→ **任务目标**: 修改从这些行开头到含有"574], [448, 585]]]"的那一行，把其中的"wooden console table"改成"wooden side table"，其余内容保持不变。

提取的记录

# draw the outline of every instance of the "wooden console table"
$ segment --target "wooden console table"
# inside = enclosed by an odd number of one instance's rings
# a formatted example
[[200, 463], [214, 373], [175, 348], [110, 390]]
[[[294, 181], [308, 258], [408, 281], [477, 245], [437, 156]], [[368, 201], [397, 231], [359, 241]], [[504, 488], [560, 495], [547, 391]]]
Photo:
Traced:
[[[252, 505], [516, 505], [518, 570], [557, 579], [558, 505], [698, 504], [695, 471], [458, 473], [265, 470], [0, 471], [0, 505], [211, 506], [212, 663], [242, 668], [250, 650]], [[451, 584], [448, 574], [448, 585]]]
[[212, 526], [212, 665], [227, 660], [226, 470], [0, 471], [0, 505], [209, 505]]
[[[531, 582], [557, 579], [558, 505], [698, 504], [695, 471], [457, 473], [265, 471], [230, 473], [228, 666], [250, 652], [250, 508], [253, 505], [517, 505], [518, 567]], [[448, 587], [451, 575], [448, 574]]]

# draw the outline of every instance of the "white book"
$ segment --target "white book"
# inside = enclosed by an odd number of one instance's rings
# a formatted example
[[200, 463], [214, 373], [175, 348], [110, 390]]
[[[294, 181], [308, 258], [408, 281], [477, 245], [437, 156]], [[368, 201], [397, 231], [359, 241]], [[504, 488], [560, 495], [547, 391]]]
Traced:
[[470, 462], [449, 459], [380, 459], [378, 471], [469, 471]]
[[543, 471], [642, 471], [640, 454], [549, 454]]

→ **练习答案**:
# draw the outline of every instance of the "wooden side table"
$ segment --target "wooden side table"
# inside = enclosed by an odd number of one instance's rings
# a formatted example
[[200, 463], [214, 373], [175, 348], [110, 390]]
[[[294, 181], [308, 258], [408, 281], [477, 245], [437, 156]], [[368, 201], [397, 231], [359, 241]], [[504, 488], [560, 495], [547, 391]]]
Photo:
Traced:
[[[252, 505], [516, 505], [518, 570], [557, 579], [558, 505], [698, 504], [695, 471], [458, 473], [265, 470], [0, 471], [0, 505], [211, 506], [212, 663], [242, 668], [250, 650]], [[451, 584], [448, 574], [448, 585]]]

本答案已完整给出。